* What needs to be done *
Count the lines in the items below that contain the string "evenodd". Reply with the number alone.

Rows from a dataset
▼▼▼

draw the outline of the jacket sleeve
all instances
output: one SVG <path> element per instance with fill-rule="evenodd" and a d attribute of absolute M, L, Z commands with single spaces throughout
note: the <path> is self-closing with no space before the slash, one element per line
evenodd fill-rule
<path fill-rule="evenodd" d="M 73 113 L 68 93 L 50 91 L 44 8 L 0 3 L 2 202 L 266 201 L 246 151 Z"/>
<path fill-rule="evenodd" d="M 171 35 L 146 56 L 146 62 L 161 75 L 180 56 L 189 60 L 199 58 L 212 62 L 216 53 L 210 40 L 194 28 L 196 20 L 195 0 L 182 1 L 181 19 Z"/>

▲▲▲

* Result for this exercise *
4